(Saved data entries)
»»
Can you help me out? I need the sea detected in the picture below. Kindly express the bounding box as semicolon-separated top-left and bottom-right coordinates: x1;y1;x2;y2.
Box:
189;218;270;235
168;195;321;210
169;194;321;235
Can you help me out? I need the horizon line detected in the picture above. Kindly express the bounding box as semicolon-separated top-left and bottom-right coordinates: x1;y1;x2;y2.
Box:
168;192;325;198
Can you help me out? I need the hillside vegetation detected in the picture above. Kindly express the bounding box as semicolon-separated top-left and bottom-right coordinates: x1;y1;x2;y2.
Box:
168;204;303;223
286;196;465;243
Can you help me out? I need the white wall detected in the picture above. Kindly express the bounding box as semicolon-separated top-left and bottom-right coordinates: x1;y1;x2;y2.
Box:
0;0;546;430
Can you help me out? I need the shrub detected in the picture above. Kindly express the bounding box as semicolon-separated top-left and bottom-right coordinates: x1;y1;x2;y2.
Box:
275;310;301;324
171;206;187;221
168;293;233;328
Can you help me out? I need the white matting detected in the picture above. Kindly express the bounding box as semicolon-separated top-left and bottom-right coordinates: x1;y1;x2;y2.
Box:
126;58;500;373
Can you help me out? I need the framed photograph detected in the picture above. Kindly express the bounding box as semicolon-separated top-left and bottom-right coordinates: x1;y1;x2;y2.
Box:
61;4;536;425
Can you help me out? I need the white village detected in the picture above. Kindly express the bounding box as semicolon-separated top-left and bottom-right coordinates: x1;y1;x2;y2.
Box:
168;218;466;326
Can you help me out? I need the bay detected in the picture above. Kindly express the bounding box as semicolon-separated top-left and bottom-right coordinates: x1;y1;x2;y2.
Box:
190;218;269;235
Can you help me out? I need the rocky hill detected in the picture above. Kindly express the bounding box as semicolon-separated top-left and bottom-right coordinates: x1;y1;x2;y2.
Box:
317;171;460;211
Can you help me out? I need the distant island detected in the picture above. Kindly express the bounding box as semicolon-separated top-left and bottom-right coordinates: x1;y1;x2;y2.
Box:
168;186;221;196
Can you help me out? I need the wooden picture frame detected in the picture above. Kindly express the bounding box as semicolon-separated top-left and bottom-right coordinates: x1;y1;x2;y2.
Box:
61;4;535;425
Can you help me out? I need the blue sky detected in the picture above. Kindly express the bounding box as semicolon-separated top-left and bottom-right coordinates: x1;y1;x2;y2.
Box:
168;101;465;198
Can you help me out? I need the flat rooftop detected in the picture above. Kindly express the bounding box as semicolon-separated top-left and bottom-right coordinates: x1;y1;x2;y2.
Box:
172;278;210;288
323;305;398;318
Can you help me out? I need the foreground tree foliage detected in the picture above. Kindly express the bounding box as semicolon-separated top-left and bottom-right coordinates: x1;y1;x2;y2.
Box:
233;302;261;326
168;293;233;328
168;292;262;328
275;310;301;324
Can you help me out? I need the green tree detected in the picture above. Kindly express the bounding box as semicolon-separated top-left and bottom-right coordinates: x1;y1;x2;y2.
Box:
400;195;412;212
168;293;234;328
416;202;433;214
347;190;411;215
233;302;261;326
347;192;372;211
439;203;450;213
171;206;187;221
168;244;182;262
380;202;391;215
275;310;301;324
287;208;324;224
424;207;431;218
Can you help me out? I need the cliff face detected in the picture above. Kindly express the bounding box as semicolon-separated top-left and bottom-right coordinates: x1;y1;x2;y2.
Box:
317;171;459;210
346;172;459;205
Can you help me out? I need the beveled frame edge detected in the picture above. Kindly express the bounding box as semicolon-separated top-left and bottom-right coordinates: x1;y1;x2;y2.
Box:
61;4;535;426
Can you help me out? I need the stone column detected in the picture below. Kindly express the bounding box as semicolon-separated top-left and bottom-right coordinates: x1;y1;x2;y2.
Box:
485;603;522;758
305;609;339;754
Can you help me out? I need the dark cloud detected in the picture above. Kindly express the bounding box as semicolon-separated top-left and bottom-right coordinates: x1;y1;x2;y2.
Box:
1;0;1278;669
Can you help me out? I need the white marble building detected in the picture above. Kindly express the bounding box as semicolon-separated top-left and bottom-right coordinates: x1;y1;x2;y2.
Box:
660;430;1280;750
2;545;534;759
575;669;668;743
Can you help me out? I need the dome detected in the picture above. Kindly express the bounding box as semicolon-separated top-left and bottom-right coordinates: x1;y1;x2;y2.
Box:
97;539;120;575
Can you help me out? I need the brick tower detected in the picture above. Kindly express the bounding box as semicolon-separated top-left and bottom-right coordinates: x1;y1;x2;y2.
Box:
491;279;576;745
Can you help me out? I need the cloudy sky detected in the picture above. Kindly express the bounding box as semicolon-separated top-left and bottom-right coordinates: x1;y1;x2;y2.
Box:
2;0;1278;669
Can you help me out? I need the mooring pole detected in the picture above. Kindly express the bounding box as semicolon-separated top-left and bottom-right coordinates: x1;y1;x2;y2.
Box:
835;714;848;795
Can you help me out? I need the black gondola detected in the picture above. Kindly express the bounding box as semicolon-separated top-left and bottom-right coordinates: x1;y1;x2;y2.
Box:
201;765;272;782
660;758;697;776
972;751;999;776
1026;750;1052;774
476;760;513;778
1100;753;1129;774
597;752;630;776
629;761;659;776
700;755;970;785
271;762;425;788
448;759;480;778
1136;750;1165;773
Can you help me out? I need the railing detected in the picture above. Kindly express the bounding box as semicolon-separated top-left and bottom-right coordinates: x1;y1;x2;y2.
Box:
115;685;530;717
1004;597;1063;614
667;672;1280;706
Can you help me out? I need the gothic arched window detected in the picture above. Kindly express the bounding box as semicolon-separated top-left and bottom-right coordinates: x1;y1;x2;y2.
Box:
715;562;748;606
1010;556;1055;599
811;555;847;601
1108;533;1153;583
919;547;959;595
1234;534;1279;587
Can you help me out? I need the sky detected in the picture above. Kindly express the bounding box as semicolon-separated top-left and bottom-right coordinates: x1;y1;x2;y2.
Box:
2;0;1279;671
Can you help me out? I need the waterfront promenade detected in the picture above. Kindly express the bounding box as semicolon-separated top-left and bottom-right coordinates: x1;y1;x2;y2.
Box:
««
■ Try it ■
From the entries, copy every line in which the string "below" can be found.

■ Reply to the task ■
Can you help me out? I need the sea detected in the picture below. Kindly express the bounding box as semicolon-separated top-left and bottom-right coordinates: x1;y1;x2;y2.
Can you help me out? I need the stone column detected in the picture below. Kindly express the bounding box as semicolon-separated top-left and bottom-right coordinates: x1;y1;x2;y2.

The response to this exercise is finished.